[Entries provided Boundary: Start]

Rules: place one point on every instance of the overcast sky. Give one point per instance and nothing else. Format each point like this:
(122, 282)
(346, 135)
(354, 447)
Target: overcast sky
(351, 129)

[Entries provided Boundary: End]

= What to work on =
Without altering a single word, transcribe the entries above.

= Task solution =
Rules: place one point on every instance of the overcast sky. Give one point per instance and nothing else. Format each point like this:
(122, 282)
(346, 135)
(354, 447)
Target: overcast sky
(351, 129)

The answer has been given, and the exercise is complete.